* TASKS TO PERFORM *
- A) Translate this sentence from the post about cloud coding agents into Spanish: "Skipping the step of defining a development environment does not work for complex tasks yet."
- B) In the post about cloud coding agents, what task did the author give both Codex and Jules?
- C) Continue the post about cloud coding agents, starting after its final sentence.

* TEXT PASSAGE *
My post on the spectrum of coding agents is not even cold yet, and already two new names are trending: OpenAI's Codex in the cloud and Google's Jules.
On paper they feel familiar. Picture the terminal-based coding agents but with a web UI glued on top and the development environment moved to the cloud.
To evaluate them fairly, I presented both with the same task: migrating SQLAlchemy to SQLModel.
My verdict: it does not work.
Both claimed success, yet neither achieved working static typing (pyright
) or passing tests.
Jules did not even attempt to run any linting or tests.
Part of the problem lies in their approach to development environments.
Rather than using a Dockerfile as the environment definition,
they rely on prompt-based instructions (see AGENTS.md
).
I could envision this working for simple tasks, similar to Sweep's original vision —
I recently discovered they have pivoted to developing coding assistants for JetBrains.
Their initial concept was to create a junior developer that handles issues and creates pull requests through GitHub integration.
Skipping the step of defining a development environment does not work for complex tasks yet.
One interesting observation: while Jules demonstrated better understanding of SQLModel and thus performed the conversion more effectively, it chose to refactor my Python code into something Java-like. This was neither requested nor Pythonic. Codex, on the other hand, was hallucinating the SQLModel API, but at least maintained the original coding style.

* DATASET *
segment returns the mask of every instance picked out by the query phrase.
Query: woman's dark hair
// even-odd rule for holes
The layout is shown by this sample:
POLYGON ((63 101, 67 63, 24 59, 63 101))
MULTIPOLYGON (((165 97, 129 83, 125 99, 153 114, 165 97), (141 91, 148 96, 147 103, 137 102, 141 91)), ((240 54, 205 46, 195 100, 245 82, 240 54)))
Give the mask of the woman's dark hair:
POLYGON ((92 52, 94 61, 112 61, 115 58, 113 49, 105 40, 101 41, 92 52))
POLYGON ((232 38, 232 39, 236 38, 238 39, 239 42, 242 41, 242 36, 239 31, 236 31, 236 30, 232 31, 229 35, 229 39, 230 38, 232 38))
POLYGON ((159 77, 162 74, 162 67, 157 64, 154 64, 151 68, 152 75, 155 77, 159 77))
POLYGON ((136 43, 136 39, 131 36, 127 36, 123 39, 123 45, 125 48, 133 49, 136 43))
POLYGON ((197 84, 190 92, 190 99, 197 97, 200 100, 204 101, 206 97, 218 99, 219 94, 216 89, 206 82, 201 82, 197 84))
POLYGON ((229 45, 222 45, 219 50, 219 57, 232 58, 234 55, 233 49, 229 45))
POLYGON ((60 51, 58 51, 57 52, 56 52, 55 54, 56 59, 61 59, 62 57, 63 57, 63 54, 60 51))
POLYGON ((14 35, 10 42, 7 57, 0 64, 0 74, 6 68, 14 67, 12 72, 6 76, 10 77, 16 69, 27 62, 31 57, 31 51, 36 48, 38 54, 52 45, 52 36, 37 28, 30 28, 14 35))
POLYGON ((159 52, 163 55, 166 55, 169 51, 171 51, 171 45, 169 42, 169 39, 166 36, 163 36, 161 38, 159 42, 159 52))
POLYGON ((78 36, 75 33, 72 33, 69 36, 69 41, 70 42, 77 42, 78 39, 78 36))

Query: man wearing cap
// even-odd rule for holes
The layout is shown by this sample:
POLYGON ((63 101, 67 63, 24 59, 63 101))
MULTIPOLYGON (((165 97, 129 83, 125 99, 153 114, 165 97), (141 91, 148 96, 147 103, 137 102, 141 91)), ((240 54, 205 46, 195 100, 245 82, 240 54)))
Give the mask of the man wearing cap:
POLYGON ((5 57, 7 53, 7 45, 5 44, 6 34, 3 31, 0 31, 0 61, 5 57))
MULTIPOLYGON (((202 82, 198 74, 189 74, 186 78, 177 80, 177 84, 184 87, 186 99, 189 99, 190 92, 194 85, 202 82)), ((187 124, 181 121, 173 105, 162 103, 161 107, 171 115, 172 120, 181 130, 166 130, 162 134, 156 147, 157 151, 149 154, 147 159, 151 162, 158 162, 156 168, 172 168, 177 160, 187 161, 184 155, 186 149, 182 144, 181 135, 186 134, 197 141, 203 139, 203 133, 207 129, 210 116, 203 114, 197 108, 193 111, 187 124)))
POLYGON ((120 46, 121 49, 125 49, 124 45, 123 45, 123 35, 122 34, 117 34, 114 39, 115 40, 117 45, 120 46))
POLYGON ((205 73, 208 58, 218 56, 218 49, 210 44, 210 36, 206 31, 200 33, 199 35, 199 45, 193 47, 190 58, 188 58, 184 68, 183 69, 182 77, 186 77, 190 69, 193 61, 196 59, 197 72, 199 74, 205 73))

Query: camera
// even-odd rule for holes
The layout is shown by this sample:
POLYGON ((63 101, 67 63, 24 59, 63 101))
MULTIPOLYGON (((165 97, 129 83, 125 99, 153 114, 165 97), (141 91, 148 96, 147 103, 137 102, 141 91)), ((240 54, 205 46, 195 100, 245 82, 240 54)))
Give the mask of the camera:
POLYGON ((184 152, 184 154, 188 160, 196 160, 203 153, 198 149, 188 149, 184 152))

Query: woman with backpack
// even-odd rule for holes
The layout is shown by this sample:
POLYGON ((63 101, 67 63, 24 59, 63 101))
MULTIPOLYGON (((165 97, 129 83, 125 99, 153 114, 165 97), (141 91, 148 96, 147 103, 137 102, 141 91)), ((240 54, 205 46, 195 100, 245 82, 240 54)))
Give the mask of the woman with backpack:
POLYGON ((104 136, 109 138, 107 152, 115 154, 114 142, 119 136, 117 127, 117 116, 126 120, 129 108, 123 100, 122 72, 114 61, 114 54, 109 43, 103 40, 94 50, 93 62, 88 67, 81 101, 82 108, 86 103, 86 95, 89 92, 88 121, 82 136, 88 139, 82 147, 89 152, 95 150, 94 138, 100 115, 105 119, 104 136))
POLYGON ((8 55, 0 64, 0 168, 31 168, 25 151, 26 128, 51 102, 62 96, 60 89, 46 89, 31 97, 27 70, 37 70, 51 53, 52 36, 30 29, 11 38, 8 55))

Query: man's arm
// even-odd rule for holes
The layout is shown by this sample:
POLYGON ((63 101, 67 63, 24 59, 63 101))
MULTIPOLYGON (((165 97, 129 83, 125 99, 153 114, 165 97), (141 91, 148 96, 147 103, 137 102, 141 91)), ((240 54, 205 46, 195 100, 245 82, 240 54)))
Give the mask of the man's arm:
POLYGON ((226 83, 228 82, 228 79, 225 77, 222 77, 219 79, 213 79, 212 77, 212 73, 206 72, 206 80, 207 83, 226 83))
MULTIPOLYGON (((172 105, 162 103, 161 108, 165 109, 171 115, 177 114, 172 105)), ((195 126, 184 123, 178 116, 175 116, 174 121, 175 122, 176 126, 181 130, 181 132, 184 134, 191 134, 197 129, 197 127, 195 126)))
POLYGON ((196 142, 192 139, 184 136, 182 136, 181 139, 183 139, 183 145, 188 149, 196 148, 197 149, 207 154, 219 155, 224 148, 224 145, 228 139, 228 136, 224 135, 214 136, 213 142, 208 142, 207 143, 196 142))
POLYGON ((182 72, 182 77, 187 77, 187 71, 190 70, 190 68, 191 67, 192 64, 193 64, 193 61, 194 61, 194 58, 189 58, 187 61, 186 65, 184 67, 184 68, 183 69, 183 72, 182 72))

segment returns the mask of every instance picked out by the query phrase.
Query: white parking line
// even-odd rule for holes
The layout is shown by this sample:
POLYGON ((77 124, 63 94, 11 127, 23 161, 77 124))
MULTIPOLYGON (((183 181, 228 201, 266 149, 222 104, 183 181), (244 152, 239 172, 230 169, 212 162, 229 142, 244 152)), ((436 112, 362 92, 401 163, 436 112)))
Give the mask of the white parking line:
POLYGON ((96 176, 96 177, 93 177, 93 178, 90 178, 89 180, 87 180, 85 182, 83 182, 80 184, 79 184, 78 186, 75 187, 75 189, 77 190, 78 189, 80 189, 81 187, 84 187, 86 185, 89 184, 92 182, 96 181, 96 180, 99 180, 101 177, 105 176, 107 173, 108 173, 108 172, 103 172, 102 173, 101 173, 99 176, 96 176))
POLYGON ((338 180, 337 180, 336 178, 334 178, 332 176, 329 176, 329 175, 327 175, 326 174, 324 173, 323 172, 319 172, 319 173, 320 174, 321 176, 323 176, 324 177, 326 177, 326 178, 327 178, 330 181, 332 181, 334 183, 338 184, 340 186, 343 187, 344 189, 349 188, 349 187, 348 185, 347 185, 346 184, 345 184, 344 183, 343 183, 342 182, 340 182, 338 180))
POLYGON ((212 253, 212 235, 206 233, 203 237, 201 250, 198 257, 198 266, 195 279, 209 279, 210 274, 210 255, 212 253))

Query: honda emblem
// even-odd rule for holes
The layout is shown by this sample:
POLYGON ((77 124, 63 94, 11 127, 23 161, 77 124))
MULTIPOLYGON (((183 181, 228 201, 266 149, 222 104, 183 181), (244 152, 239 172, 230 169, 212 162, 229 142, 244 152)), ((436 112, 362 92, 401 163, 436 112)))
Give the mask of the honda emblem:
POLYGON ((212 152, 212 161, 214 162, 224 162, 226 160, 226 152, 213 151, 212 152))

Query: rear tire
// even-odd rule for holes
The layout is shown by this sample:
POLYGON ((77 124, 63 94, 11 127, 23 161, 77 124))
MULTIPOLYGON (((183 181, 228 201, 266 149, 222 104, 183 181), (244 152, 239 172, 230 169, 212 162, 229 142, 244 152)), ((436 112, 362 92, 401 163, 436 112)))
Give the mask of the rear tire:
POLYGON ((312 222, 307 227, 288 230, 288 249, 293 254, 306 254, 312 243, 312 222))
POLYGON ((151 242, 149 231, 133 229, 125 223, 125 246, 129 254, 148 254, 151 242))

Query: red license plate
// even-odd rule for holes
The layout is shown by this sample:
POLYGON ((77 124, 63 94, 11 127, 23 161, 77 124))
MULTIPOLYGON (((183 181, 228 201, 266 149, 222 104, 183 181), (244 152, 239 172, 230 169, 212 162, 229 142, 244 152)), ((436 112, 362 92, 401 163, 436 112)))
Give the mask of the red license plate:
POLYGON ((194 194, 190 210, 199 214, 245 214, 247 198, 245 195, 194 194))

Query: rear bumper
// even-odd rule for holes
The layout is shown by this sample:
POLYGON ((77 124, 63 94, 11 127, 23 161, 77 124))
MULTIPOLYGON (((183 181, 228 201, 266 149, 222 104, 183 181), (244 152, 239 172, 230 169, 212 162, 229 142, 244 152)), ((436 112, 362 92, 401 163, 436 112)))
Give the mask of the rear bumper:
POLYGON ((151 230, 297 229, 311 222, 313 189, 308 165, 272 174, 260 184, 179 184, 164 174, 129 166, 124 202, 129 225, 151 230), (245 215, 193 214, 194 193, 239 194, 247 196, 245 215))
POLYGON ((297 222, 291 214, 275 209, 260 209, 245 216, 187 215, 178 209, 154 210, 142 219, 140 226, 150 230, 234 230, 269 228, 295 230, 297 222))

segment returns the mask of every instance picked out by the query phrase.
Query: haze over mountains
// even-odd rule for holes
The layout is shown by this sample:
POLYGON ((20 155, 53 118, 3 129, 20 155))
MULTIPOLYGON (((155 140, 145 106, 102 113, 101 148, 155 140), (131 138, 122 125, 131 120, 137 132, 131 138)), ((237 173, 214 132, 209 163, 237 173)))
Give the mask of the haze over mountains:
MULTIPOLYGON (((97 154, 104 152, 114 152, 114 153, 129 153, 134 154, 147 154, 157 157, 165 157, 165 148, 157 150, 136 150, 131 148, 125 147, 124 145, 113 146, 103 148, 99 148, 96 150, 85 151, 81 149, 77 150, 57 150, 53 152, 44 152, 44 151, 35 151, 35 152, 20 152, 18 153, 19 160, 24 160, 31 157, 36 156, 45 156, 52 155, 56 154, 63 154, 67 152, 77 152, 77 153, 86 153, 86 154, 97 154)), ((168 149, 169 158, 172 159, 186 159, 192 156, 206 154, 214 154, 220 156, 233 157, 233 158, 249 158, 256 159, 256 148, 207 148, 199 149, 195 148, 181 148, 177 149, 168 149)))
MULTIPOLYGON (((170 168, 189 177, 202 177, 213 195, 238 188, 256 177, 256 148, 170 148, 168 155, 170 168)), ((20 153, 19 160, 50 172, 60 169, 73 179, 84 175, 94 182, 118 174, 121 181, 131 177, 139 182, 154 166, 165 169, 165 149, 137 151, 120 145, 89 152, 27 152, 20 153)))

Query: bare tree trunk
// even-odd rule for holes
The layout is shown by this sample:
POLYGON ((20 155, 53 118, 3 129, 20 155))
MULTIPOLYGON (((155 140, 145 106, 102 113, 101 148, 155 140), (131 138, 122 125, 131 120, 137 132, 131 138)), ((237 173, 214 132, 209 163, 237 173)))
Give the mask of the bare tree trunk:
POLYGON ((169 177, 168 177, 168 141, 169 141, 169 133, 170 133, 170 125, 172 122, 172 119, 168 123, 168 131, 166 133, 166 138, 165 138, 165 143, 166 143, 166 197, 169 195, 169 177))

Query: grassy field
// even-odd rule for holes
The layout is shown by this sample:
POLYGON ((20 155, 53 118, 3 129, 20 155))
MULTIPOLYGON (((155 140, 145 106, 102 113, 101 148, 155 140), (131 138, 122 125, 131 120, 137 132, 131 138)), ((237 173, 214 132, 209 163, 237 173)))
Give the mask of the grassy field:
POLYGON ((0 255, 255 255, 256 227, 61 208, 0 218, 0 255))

* ANSWERS *
- A) Omitir el paso de definir un entorno de desarrollo todavía no funciona para tareas complejas.

- B) Migrating SQLAlchemy to SQLModel.

- C)
I am confident both will improve over time, but I do not yet see them as a threat to existing coding agents. They represent a new (browser-based) interface for coding agents, rather than a new class of agents. The UI/UX benefits simple issues, but requires direct integration with CI to be truly valuable. Once they natively integrate with GitHub or your preferred distributed VCS, I would certainly consider using this coding agent interface for simple issues (initially).
Less than a day has passed, and GitHub has announced its own cloud-based coding agent: GitHub Copilot Coding Agent. In this post, I argued that a cloud-based coding agent should be more closely integrated with the version control system. I got what I asked for!